** Start of ROWS **

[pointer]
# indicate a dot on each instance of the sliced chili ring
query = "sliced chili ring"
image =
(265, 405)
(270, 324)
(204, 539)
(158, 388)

** End of ROWS **

■ **EXERCISE DESCRIPTION**
Copy out every row above again, keeping each one word for word.

■ **RESPONSE TO THIS EXERCISE**
[pointer]
# indicate a dot on each instance of the sliced chili ring
query = "sliced chili ring"
image =
(265, 405)
(270, 324)
(204, 539)
(158, 388)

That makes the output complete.